[Entries on locating named things]
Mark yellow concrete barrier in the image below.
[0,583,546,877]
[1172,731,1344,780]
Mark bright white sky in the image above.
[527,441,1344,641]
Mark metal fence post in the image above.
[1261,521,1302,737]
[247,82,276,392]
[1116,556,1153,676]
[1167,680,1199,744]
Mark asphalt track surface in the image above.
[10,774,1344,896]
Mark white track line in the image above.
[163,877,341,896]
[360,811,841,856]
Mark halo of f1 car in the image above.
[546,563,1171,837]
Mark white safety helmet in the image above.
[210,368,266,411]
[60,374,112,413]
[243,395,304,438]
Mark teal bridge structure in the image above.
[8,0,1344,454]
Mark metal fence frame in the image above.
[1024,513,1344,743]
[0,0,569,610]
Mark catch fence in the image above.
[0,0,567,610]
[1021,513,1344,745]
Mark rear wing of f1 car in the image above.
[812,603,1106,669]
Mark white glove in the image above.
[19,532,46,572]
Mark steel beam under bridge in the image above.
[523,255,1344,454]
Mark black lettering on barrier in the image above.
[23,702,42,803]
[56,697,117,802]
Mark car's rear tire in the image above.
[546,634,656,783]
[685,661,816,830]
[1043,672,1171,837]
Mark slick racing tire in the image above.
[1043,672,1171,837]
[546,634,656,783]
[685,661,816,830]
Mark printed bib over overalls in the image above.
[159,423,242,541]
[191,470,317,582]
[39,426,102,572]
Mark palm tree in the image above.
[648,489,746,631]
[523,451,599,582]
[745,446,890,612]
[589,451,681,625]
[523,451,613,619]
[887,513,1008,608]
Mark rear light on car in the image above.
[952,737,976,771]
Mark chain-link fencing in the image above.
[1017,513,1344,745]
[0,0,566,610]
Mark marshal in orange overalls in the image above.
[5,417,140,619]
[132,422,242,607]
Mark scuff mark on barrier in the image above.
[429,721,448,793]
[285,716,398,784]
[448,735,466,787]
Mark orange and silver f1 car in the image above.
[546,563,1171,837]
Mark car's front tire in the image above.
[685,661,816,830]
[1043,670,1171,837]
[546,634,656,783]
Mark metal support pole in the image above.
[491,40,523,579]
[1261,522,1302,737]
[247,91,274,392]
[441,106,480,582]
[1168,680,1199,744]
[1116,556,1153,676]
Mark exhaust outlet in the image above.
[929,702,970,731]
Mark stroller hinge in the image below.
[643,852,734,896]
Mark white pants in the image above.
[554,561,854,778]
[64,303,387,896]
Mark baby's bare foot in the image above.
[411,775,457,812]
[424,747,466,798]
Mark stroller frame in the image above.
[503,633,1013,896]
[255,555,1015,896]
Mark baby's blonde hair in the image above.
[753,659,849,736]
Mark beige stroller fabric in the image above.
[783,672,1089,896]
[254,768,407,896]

## What needs to be done
Reproduce every line of the data above verbatim, in the same order.

## Reply
Mark yellow concrete barrier in the image below.
[0,583,546,877]
[1172,731,1344,780]
Mark bright white sky in the image above.
[527,441,1344,641]
Mark metal fence post in the image above.
[1261,521,1302,737]
[247,82,276,392]
[1116,556,1153,676]
[1167,680,1199,744]
Mark asphalt track surface in the image above.
[10,774,1344,896]
Mark white track line in the image above.
[163,877,341,896]
[360,811,841,856]
Mark halo of f1 car in the image above.
[546,563,1171,837]
Mark white safety helmet in the image above.
[210,368,266,411]
[60,374,112,413]
[243,395,304,438]
Mark teal bridge structure in the image above.
[8,0,1344,454]
Mark metal fence frame in the image above.
[1024,513,1344,743]
[0,0,569,610]
Mark catch fence in the image above.
[0,0,567,610]
[1021,513,1344,745]
Mark rear wing of f1 car in the image above.
[812,603,1106,669]
Mark white glove in the image above.
[19,532,46,572]
Mark steel beam under bridge in the image above.
[523,255,1344,454]
Mark black lettering on barrier in the image above.
[23,702,42,803]
[56,697,117,802]
Mark car's rear tire in the image above.
[546,634,656,783]
[685,661,816,830]
[1043,672,1171,837]
Mark slick racing tire in the image above.
[1043,672,1171,837]
[546,634,656,783]
[685,661,816,830]
Mark printed bib over overalls in the image above.
[159,423,242,541]
[191,470,317,582]
[39,426,102,572]
Mark palm tree in the image above.
[648,489,746,631]
[523,451,599,582]
[745,446,890,612]
[589,451,681,625]
[523,451,613,619]
[887,513,1008,608]
Mark rear light on car in the image above.
[952,737,976,771]
Mark chain-link fencing in the image above.
[1017,513,1344,745]
[0,0,566,610]
Mark marshal in orange overalls in the image above.
[5,417,140,619]
[132,422,242,607]
Mark scuff mark on barrier in the image above.
[429,721,448,793]
[285,716,398,784]
[448,735,466,787]
Mark orange and silver f1 car in the image above.
[546,563,1171,837]
Mark car's front tire in the image above.
[685,661,816,830]
[1043,670,1171,837]
[546,634,656,783]
Mark metal support pole in the image above.
[491,40,523,579]
[1261,522,1302,737]
[247,91,274,392]
[441,106,480,582]
[1168,680,1199,744]
[1116,556,1153,676]
Mark exhaust outlet in the image above.
[929,702,970,731]
Mark stroller hinge in the image below.
[643,852,734,896]
Mark white pants in the image above.
[554,561,854,778]
[64,303,387,896]
Mark baby's bare foot in the image above.
[411,775,457,812]
[424,747,466,798]
Mark stroller frame in the image above.
[503,633,1013,896]
[255,555,1015,896]
Mark baby's blonde hair in the image above.
[753,659,849,736]
Mark beige stroller fabric in the image above.
[783,672,1089,896]
[254,768,407,896]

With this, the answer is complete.